## [Stated goal 1]
List every film title named in the Spa Resort Hawaiians text.
## [Stated goal 2]
Reproduce the Spa Resort Hawaiians text word for word, starting with "This 2021 film" and going on through "all about Hawaii!".
--- START OF Quoted passage ---
This 2021 film is another spin-off from the Zutto O-en 2011+10 project, a funding initiative set up to push the Japanese prefectures that are still suffering the after-effects of the Tohoku tsunami and earthquake. In other words, in development terms, it sits alongside movies like The House of the Lost on the Cape and Fortune Favours Lady Nikuko, as a little sub-genre of films promoting travel to the Tohoku region. And you thought it was going to be all about Hawaii!
Believe it or not, Fukushima, home of that malfunctioning nuclear reactor we all try to forget about, really does have a holiday location called Spa Resort Hawaiians, where along with all the golf and swimming, visitors get to watch Hawaiian dance shows. The resort began life many years ago as part of another outreach initiative, as a job-creation scheme for local people in 1966 when the Joban Coal Mine began to shut down, a story famously retold in Sang Il-Lee’s live-action film Hula Girls (2006). Ever since, the place once known as the Joban Hawaiian Center (the name was changed in 1990) has been associated in Japan with tiki tourism, a view of Polynesian culture that’s more of a theme park experience about the great Pacific expanse to the east.
On his location hunt at the start of production, chief director Seiji Mizushima went to see the Hawaiians resort for himself, and was impressed to see that it was totally integrated into its local community. “There is a hot spring facility,” he told W Online,” “so the local uncles and aunties use it every day. There is a free shuttle bus from Yumoto train station to Hawaiians… Many dancers and staff are also local, and they work at Spa Resort Hawaiians as a way to get a job at a local company.”
--- END OF Quoted passage ---
--- START OF Provided data ---
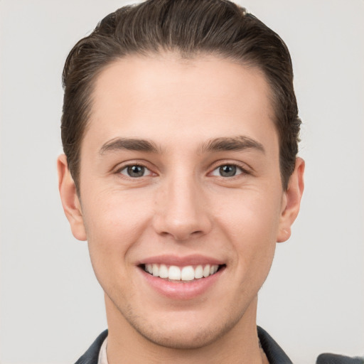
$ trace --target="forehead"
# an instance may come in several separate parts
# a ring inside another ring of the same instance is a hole
[[[100,144],[117,136],[140,137],[163,144],[178,135],[188,144],[197,141],[197,135],[237,134],[275,141],[269,95],[259,69],[230,60],[127,56],[97,77],[85,139],[96,136]]]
--- END OF Provided data ---
## [Final answer 1]
The House of the Lost on the Cape
Fortune Favours Lady Nikuko
Hula Girls

## [Final answer 2]
This 2021 film is another spin-off from the Zutto O-en 2011+10 project, a funding initiative set up to push the Japanese prefectures that are still suffering the after-effects of the Tohoku tsunami and earthquake. In other words, in development terms, it sits alongside movies like The House of the Lost on the Cape and Fortune Favours Lady Nikuko, as a little sub-genre of films promoting travel to the Tohoku region. And you thought it was going to be all about Hawaii!